_TASK INPUTS_
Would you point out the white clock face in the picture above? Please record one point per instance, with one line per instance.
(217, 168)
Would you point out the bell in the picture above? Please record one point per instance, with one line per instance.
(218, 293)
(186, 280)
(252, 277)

_STATED EXERCISE_
Format every line of the material above as a Markdown table with two columns, No. and Line. Number the rows in order and omit any blank lines.

_RESULT_
| No. | Line |
|---|---|
| 1 | Would you point out the white clock face in the picture above? Please record one point per instance, with one line per instance. |
| 2 | (217, 168) |
| 3 | Would you point out the bell in the picture above? Please record one point per instance, with one line per instance. |
| 4 | (218, 293) |
| 5 | (186, 280) |
| 6 | (252, 277) |